Awesome-omni-skill Agent Evaluation

Evaluate agent performance using a structured scoring rubric

install
source · Clone the upstream repo
git clone https://github.com/diegosouzapw/awesome-omni-skill
Claude Code · Install into ~/.claude/skills/
T=$(mktemp -d) && git clone --depth=1 https://github.com/diegosouzapw/awesome-omni-skill "$T" && mkdir -p ~/.claude/skills && cp -r "$T/skills/ai-agents/agent-evaluation-cdalsoniii" ~/.claude/skills/diegosouzapw-awesome-omni-skill-agent-evaluation && rm -rf "$T"
manifest: skills/ai-agents/agent-evaluation-cdalsoniii/SKILL.md
source content

Agent Evaluation Skill

Evaluate agent performance using a structured scoring rubric.

Trigger Conditions

  • Agent configuration change
  • Evaluation cadence (monthly)
  • User invokes with "evaluate agents" or "agent scorecard"

Input Contract

  • Required: Agent(s) to evaluate
  • Required: Evaluation criteria or rubric
  • Optional: Baseline scores from prior evaluation

Output Contract

  • Evaluation scorecard (500-point rubric)

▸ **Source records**
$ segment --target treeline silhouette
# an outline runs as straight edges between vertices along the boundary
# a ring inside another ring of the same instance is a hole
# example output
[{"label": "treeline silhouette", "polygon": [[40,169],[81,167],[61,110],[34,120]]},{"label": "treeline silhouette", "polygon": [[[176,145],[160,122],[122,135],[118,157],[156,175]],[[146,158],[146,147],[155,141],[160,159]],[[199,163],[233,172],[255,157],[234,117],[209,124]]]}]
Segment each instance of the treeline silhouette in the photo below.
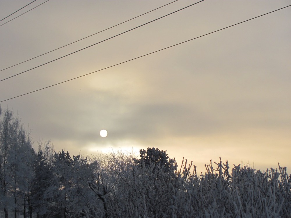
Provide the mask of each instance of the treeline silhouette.
[{"label": "treeline silhouette", "polygon": [[[286,167],[257,170],[210,160],[198,175],[164,151],[100,156],[34,149],[12,111],[0,108],[0,208],[5,218],[291,217]],[[1,215],[0,213],[0,216]]]}]

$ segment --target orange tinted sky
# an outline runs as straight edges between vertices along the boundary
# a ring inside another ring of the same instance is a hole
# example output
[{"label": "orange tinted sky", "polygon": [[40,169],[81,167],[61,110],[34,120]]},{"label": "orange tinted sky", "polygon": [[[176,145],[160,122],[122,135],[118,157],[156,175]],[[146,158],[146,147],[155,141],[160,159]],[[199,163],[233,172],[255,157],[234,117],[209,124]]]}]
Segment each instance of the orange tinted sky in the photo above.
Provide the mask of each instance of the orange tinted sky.
[{"label": "orange tinted sky", "polygon": [[[31,1],[2,1],[2,18]],[[0,25],[45,1],[37,1]],[[51,1],[0,26],[1,69],[169,3]],[[1,79],[196,2],[179,0],[0,72]],[[197,5],[0,82],[0,101],[199,36],[290,4]],[[291,168],[291,7],[79,79],[1,103],[72,154],[155,147],[198,171],[221,157],[257,169]],[[107,130],[102,138],[99,132]],[[112,149],[111,149],[111,148]]]}]

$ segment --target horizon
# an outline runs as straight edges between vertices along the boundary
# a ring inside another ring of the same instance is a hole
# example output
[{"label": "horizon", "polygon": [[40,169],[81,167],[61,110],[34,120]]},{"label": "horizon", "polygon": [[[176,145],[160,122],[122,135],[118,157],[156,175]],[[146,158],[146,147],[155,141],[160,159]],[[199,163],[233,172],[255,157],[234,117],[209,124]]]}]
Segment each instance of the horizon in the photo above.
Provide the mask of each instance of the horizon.
[{"label": "horizon", "polygon": [[[0,19],[31,1],[5,0]],[[180,0],[1,71],[0,80],[193,4]],[[44,1],[42,1],[43,2]],[[0,26],[0,70],[171,1],[49,1]],[[32,3],[0,25],[41,3]],[[0,101],[89,74],[285,7],[289,1],[204,1],[0,81]],[[291,7],[154,53],[0,103],[56,152],[96,155],[167,150],[197,172],[230,166],[291,172]],[[99,134],[105,129],[105,137]],[[37,146],[36,147],[37,147]]]}]

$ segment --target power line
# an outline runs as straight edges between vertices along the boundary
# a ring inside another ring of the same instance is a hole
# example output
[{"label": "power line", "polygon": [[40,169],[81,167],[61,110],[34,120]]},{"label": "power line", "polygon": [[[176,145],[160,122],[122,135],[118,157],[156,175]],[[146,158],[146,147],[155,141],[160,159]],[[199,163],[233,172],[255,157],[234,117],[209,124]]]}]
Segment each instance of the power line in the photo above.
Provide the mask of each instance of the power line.
[{"label": "power line", "polygon": [[34,8],[31,8],[31,9],[30,10],[29,10],[27,11],[26,11],[26,12],[24,12],[24,13],[23,13],[22,14],[20,15],[18,15],[18,16],[17,16],[17,17],[14,17],[13,19],[11,19],[11,20],[10,20],[8,21],[7,21],[6,23],[4,23],[4,24],[2,24],[1,25],[0,25],[0,26],[3,26],[4,24],[7,24],[7,23],[8,23],[8,22],[10,22],[10,21],[11,21],[12,20],[13,20],[15,19],[16,19],[17,17],[20,17],[20,16],[21,16],[22,15],[23,15],[24,14],[26,14],[26,13],[27,13],[27,12],[28,12],[29,11],[30,11],[31,10],[33,10],[33,9],[34,9],[34,8],[37,8],[39,6],[40,6],[42,4],[44,4],[47,1],[49,1],[49,0],[47,0],[47,1],[46,1],[44,2],[43,2],[42,3],[41,3],[41,4],[40,4],[38,5],[37,6],[36,6],[35,7],[34,7]]},{"label": "power line", "polygon": [[86,36],[86,37],[84,37],[84,38],[82,38],[82,39],[80,39],[78,40],[77,40],[77,41],[75,41],[74,42],[71,42],[71,43],[70,43],[69,44],[67,44],[66,45],[64,45],[64,46],[62,46],[61,47],[60,47],[59,48],[58,48],[57,49],[54,49],[53,50],[52,50],[52,51],[48,51],[48,52],[46,52],[45,53],[44,53],[43,54],[41,54],[41,55],[39,55],[39,56],[36,56],[36,57],[35,57],[34,58],[30,58],[30,59],[29,59],[28,60],[25,60],[25,61],[23,61],[22,62],[21,62],[20,63],[19,63],[18,64],[15,64],[14,65],[13,65],[13,66],[10,66],[9,67],[6,67],[6,68],[4,69],[2,69],[0,70],[0,71],[2,71],[3,70],[5,70],[7,69],[9,69],[10,68],[11,68],[11,67],[15,67],[15,66],[17,66],[17,65],[19,65],[19,64],[22,64],[22,63],[24,63],[25,62],[26,62],[27,61],[29,61],[29,60],[33,60],[33,59],[34,59],[35,58],[38,58],[38,57],[40,57],[41,56],[42,56],[43,55],[45,55],[47,54],[48,54],[49,53],[50,53],[51,52],[52,52],[53,51],[56,51],[56,50],[57,50],[58,49],[61,49],[61,48],[63,48],[64,47],[65,47],[66,46],[68,46],[68,45],[70,45],[72,44],[73,44],[73,43],[75,43],[75,42],[79,42],[79,41],[80,41],[81,40],[83,40],[83,39],[86,39],[87,38],[88,38],[89,37],[90,37],[91,36],[92,36],[94,35],[96,35],[96,34],[98,34],[98,33],[102,33],[102,32],[104,32],[104,31],[105,31],[106,30],[109,30],[109,29],[111,29],[112,28],[113,28],[113,27],[115,27],[116,26],[118,26],[118,25],[120,25],[121,24],[124,24],[125,23],[127,22],[128,21],[129,21],[131,20],[133,20],[134,19],[135,19],[135,18],[137,18],[138,17],[141,17],[141,16],[142,16],[143,15],[144,15],[145,14],[148,14],[149,13],[150,13],[150,12],[152,12],[152,11],[153,11],[154,10],[157,10],[157,9],[159,9],[159,8],[162,8],[163,7],[164,7],[165,6],[166,6],[167,5],[169,5],[170,4],[171,4],[172,3],[173,3],[174,2],[175,2],[175,1],[178,1],[178,0],[175,0],[175,1],[172,1],[172,2],[170,2],[170,3],[168,3],[168,4],[166,4],[165,5],[163,5],[163,6],[161,6],[160,7],[159,7],[158,8],[156,8],[154,9],[153,10],[150,10],[149,11],[148,11],[147,12],[146,12],[146,13],[144,13],[143,14],[142,14],[141,15],[139,15],[139,16],[137,16],[136,17],[134,17],[133,18],[131,18],[131,19],[129,19],[129,20],[126,20],[125,21],[124,21],[124,22],[122,22],[121,23],[120,23],[119,24],[116,24],[116,25],[114,25],[114,26],[111,26],[111,27],[109,27],[109,28],[107,28],[106,29],[105,29],[103,30],[102,30],[102,31],[99,31],[99,32],[98,32],[97,33],[94,33],[93,34],[92,34],[91,35],[89,35],[89,36]]},{"label": "power line", "polygon": [[177,10],[176,11],[174,11],[174,12],[172,12],[171,13],[170,13],[169,14],[167,14],[167,15],[164,15],[164,16],[163,16],[162,17],[159,17],[159,18],[157,18],[157,19],[155,19],[154,20],[152,20],[152,21],[150,21],[149,22],[148,22],[147,23],[146,23],[144,24],[141,24],[141,25],[140,25],[139,26],[137,26],[137,27],[134,27],[134,28],[133,28],[132,29],[130,29],[130,30],[127,30],[127,31],[125,31],[125,32],[123,32],[123,33],[119,33],[119,34],[118,34],[117,35],[115,35],[115,36],[112,36],[112,37],[110,37],[109,38],[107,38],[107,39],[106,39],[105,40],[102,40],[102,41],[100,41],[100,42],[97,42],[96,43],[95,43],[94,44],[93,44],[92,45],[89,45],[88,46],[87,46],[87,47],[85,47],[85,48],[83,48],[82,49],[79,49],[79,50],[78,50],[77,51],[74,51],[74,52],[72,52],[71,53],[70,53],[69,54],[68,54],[66,55],[65,55],[65,56],[62,56],[61,57],[60,57],[60,58],[57,58],[56,59],[54,59],[54,60],[51,60],[50,61],[49,61],[48,62],[47,62],[46,63],[45,63],[44,64],[42,64],[41,65],[39,65],[38,66],[37,66],[36,67],[33,67],[33,68],[31,68],[30,69],[28,69],[28,70],[26,70],[26,71],[23,71],[23,72],[21,72],[21,73],[19,73],[18,74],[15,74],[14,75],[13,75],[13,76],[9,76],[9,77],[7,77],[6,78],[5,78],[4,79],[2,79],[2,80],[0,80],[0,82],[1,82],[2,81],[3,81],[4,80],[6,80],[6,79],[9,79],[9,78],[12,78],[12,77],[14,77],[14,76],[18,76],[18,75],[20,75],[20,74],[22,74],[24,73],[25,73],[25,72],[27,72],[28,71],[29,71],[30,70],[31,70],[33,69],[35,69],[36,68],[37,68],[38,67],[41,67],[42,66],[43,66],[44,65],[45,65],[47,64],[49,64],[49,63],[51,63],[52,62],[53,62],[54,61],[55,61],[56,60],[59,60],[59,59],[61,59],[61,58],[64,58],[65,57],[67,57],[67,56],[68,56],[69,55],[70,55],[71,54],[74,54],[75,53],[76,53],[77,52],[78,52],[78,51],[82,51],[82,50],[84,50],[85,49],[87,49],[88,48],[90,48],[90,47],[92,47],[92,46],[93,46],[95,45],[97,45],[97,44],[99,44],[99,43],[101,43],[101,42],[105,42],[105,41],[107,41],[107,40],[109,40],[109,39],[112,39],[112,38],[114,38],[114,37],[116,37],[116,36],[118,36],[119,35],[122,35],[124,33],[127,33],[127,32],[129,32],[130,31],[131,31],[132,30],[133,30],[135,29],[137,29],[138,28],[139,28],[139,27],[141,27],[141,26],[144,26],[145,25],[146,25],[147,24],[149,24],[149,23],[152,23],[152,22],[153,22],[154,21],[156,21],[157,20],[158,20],[159,19],[161,19],[161,18],[163,18],[164,17],[167,17],[167,16],[168,16],[169,15],[171,15],[173,14],[174,14],[174,13],[176,13],[176,12],[178,12],[178,11],[180,11],[180,10],[183,10],[184,9],[185,9],[185,8],[189,8],[189,7],[190,7],[191,6],[193,6],[193,5],[196,5],[196,4],[198,4],[198,3],[199,3],[200,2],[202,2],[202,1],[204,1],[205,0],[201,0],[201,1],[198,1],[198,2],[196,2],[196,3],[194,3],[194,4],[192,4],[190,5],[189,5],[189,6],[186,6],[186,7],[184,7],[184,8],[181,8],[181,9],[179,9],[179,10]]},{"label": "power line", "polygon": [[34,0],[34,1],[32,1],[29,4],[26,5],[25,6],[24,6],[24,7],[23,7],[22,8],[20,9],[19,9],[18,10],[17,10],[16,11],[15,11],[15,12],[14,12],[12,14],[11,14],[10,15],[8,15],[8,16],[7,16],[7,17],[5,17],[4,18],[3,18],[2,19],[0,20],[0,22],[1,22],[2,20],[4,20],[4,19],[6,19],[7,17],[10,17],[10,16],[11,16],[12,15],[15,14],[15,13],[16,13],[16,12],[17,12],[17,11],[19,11],[20,10],[21,10],[23,8],[25,8],[26,6],[28,6],[29,5],[30,5],[33,2],[34,2],[35,1],[36,1],[36,0]]},{"label": "power line", "polygon": [[66,80],[65,81],[63,81],[63,82],[61,82],[60,83],[56,83],[56,84],[54,84],[53,85],[51,85],[49,86],[47,86],[46,87],[44,87],[44,88],[42,88],[41,89],[39,89],[37,90],[35,90],[34,91],[32,91],[32,92],[27,92],[27,93],[25,93],[24,94],[22,94],[20,95],[18,95],[18,96],[15,96],[15,97],[13,97],[12,98],[10,98],[10,99],[6,99],[6,100],[3,100],[3,101],[0,101],[0,103],[1,103],[1,102],[3,102],[4,101],[8,101],[8,100],[11,100],[11,99],[13,99],[16,98],[18,98],[18,97],[20,97],[21,96],[23,96],[24,95],[27,95],[27,94],[31,94],[31,93],[33,93],[33,92],[38,92],[38,91],[40,91],[40,90],[42,90],[43,89],[46,89],[46,88],[49,88],[50,87],[52,87],[53,86],[54,86],[55,85],[59,85],[60,84],[61,84],[62,83],[66,83],[67,82],[69,82],[69,81],[71,81],[72,80],[74,80],[74,79],[78,79],[78,78],[80,78],[81,77],[83,77],[83,76],[87,76],[88,75],[89,75],[90,74],[93,74],[93,73],[96,73],[96,72],[99,72],[99,71],[101,71],[103,70],[105,70],[105,69],[108,69],[108,68],[110,68],[111,67],[115,67],[115,66],[117,66],[118,65],[120,65],[121,64],[122,64],[124,63],[126,63],[126,62],[129,62],[129,61],[131,61],[133,60],[135,60],[136,59],[137,59],[139,58],[142,58],[142,57],[145,57],[145,56],[147,56],[148,55],[149,55],[151,54],[153,54],[154,53],[156,53],[156,52],[158,52],[159,51],[163,51],[163,50],[165,50],[165,49],[168,49],[168,48],[171,48],[172,47],[174,47],[174,46],[176,46],[177,45],[180,45],[180,44],[182,44],[183,43],[185,43],[185,42],[189,42],[189,41],[191,41],[192,40],[194,40],[196,39],[198,39],[198,38],[200,38],[201,37],[203,37],[203,36],[205,36],[207,35],[209,35],[211,34],[212,33],[216,33],[216,32],[218,32],[219,31],[220,31],[221,30],[223,30],[225,29],[227,29],[227,28],[229,28],[230,27],[232,27],[232,26],[236,26],[236,25],[238,25],[239,24],[242,24],[242,23],[244,23],[245,22],[247,22],[247,21],[249,21],[250,20],[253,20],[253,19],[255,19],[256,18],[258,18],[258,17],[262,17],[262,16],[264,16],[265,15],[267,15],[267,14],[270,14],[271,13],[273,13],[273,12],[274,12],[275,11],[278,11],[278,10],[281,10],[282,9],[283,9],[285,8],[287,8],[287,7],[290,7],[290,6],[291,6],[291,5],[288,5],[288,6],[286,6],[285,7],[283,7],[283,8],[279,8],[279,9],[277,9],[276,10],[273,10],[273,11],[271,11],[271,12],[268,12],[268,13],[266,13],[265,14],[264,14],[262,15],[260,15],[259,16],[255,17],[253,17],[253,18],[251,18],[250,19],[248,19],[247,20],[246,20],[244,21],[242,21],[242,22],[239,22],[239,23],[237,23],[236,24],[233,24],[232,25],[230,25],[230,26],[228,26],[226,27],[224,27],[224,28],[222,28],[221,29],[219,29],[219,30],[216,30],[216,31],[213,31],[213,32],[211,32],[210,33],[207,33],[206,34],[205,34],[204,35],[200,35],[200,36],[198,36],[198,37],[195,37],[195,38],[193,38],[192,39],[189,39],[189,40],[187,40],[185,41],[184,41],[184,42],[180,42],[180,43],[178,43],[177,44],[175,44],[174,45],[171,45],[170,46],[169,46],[168,47],[166,47],[166,48],[164,48],[163,49],[159,49],[159,50],[157,50],[157,51],[153,51],[153,52],[150,52],[150,53],[148,53],[146,54],[143,55],[142,55],[141,56],[139,56],[137,57],[136,58],[132,58],[132,59],[131,59],[129,60],[127,60],[125,61],[123,61],[123,62],[121,62],[119,63],[116,64],[115,64],[115,65],[111,65],[111,66],[110,66],[109,67],[105,67],[105,68],[103,68],[102,69],[100,69],[98,70],[96,70],[96,71],[94,71],[94,72],[91,72],[91,73],[89,73],[87,74],[84,74],[84,75],[82,75],[82,76],[78,76],[78,77],[75,77],[74,78],[72,78],[72,79],[69,79],[69,80]]}]

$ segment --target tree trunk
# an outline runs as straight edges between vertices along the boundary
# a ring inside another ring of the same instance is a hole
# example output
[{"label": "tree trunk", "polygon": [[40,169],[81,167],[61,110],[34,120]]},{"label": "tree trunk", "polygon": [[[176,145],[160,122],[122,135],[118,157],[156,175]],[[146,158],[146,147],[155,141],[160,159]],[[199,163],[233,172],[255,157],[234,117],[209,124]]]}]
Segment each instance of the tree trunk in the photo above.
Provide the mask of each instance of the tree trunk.
[{"label": "tree trunk", "polygon": [[28,210],[29,211],[29,218],[32,218],[32,206],[29,195],[27,196],[27,202],[28,203]]},{"label": "tree trunk", "polygon": [[64,210],[64,218],[67,218],[67,207],[65,207]]},{"label": "tree trunk", "polygon": [[17,212],[16,211],[16,197],[14,193],[14,218],[17,218]]},{"label": "tree trunk", "polygon": [[24,195],[23,200],[23,218],[26,218],[26,199],[25,195]]},{"label": "tree trunk", "polygon": [[4,208],[4,213],[5,213],[5,218],[8,218],[8,211],[7,210],[7,209]]}]

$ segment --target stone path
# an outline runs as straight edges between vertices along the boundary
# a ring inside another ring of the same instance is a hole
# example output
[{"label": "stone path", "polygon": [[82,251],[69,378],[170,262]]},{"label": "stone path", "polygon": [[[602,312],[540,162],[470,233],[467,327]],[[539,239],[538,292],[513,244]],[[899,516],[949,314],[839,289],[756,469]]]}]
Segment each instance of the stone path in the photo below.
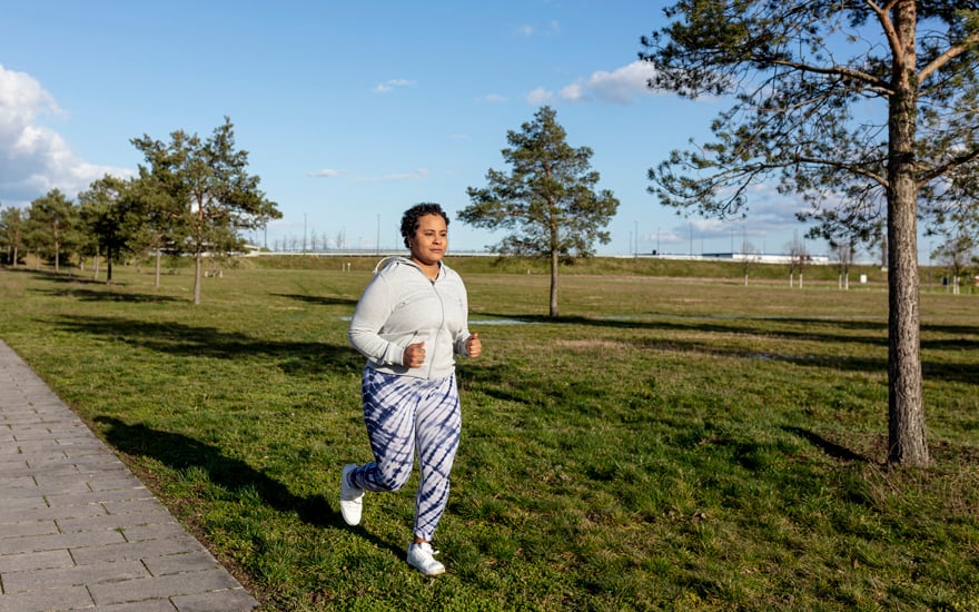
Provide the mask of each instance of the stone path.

▸ **Exercise requirements**
1. List the trigger conditions named in the agent evaluation skill text.
2. Continue the agent evaluation skill text from where it stops.
None of the entries are needed for this work.

▸ **Answers to the tasks**
1.
- Agent configuration change
- Evaluation cadence (monthly)
- User invokes with "evaluate agents" or "agent scorecard"

2.
  • Per-dimension scores and findings
  • Improvement recommendations
  • Comparison against baseline

Tool Permissions

  • Read: Agent configs, agent output logs, telemetry
  • Write: Evaluation reports
  • Search: Agent invocation history

Execution Steps

  1. Load evaluation rubric (architecture 100, security 100, ops 100, testing 100, docs 100)
  2. For each agent, review recent outputs and effectiveness
  3. Score each dimension with evidence
  4. Compare against baseline scores
  5. Identify improvement opportunities
  6. Generate scorecard and recommendations

Success Criteria

  • All dimensions scored with evidence
  • Comparison against prior evaluation
  • Top 3 improvement recommendations per agent
  • Overall portfolio health assessment

Escalation Rules

  • Escalate if any agent scores below 50% on any dimension
  • Escalate if agent evaluation reveals conflicting outputs between agents

Example Invocations

Input: "Evaluate the security-specialist agent effectiveness"

Output: Scorecard: Security (85/100), Architecture (70/100), Ops (75/100), Testing (60/100), Docs (80/100). Total: 370/500. Findings: strong CVE detection but weak test coverage recommendations, documentation quality high but missing escalation follow-through. Top improvement: integrate with testing-specialist for security test gap analysis.